Work to do: Find each line in the records below that contains the string "mask", counting uppercase and lowercase as different, and copy those lines out in full.

Materials provided:
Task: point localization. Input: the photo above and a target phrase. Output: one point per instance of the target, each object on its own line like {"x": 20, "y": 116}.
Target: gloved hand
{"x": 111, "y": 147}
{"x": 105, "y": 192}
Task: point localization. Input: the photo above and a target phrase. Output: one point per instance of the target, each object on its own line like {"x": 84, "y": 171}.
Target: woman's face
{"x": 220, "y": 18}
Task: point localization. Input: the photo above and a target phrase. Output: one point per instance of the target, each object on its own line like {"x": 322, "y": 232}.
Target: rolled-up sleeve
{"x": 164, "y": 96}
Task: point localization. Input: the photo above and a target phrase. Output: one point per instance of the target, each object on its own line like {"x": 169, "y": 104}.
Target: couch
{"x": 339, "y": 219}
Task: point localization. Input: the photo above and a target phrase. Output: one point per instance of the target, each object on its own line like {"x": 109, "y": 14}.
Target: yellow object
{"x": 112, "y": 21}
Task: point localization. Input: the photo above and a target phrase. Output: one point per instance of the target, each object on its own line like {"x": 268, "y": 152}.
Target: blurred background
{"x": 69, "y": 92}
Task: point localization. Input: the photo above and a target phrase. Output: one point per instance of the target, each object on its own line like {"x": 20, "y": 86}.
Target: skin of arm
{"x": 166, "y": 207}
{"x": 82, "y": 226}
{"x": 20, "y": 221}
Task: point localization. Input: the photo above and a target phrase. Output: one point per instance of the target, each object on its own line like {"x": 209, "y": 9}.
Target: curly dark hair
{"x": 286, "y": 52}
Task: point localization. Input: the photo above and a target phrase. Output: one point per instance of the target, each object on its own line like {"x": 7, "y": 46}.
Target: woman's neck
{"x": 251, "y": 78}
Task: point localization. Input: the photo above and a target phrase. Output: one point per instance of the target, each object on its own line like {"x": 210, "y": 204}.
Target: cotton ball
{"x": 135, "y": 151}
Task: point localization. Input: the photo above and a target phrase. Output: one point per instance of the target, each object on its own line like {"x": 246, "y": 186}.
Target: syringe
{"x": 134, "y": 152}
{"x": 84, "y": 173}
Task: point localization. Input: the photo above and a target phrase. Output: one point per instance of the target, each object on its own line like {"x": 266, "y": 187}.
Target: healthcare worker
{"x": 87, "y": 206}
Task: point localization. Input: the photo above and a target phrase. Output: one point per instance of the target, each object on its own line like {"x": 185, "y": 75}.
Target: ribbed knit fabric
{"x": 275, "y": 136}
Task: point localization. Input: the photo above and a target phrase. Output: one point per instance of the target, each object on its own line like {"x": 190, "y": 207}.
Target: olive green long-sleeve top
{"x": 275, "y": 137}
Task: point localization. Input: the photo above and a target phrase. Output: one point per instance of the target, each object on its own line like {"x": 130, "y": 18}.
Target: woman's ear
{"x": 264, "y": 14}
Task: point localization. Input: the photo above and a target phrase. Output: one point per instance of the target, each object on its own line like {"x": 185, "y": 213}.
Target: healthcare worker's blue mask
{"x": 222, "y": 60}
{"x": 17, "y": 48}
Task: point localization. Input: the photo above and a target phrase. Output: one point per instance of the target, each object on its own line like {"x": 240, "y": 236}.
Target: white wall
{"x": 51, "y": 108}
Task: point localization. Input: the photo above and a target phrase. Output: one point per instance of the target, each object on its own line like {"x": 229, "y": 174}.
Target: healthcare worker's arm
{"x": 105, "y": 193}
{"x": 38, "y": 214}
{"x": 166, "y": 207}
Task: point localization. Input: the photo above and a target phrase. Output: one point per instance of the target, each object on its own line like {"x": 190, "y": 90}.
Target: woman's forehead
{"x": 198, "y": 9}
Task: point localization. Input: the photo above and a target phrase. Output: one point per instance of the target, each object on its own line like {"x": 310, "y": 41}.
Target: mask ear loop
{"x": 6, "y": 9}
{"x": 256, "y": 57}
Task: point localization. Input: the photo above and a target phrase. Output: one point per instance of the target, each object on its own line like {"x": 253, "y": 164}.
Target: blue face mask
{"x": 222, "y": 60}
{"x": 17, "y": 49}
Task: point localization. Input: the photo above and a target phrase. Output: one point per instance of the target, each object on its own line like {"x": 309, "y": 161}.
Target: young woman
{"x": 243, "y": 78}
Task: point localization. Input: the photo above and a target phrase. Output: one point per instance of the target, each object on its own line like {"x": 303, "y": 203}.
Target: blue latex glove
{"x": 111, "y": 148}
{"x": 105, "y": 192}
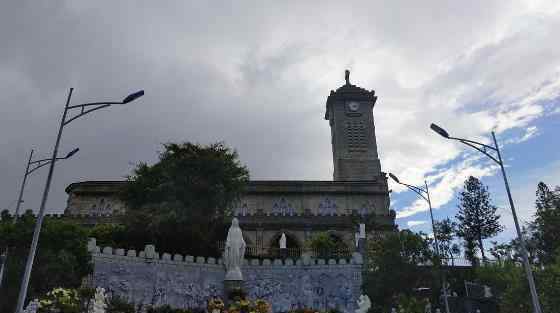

Worked answer:
Target: healthcare worker's blue mask
Target: mask ear loop
Target: blue face mask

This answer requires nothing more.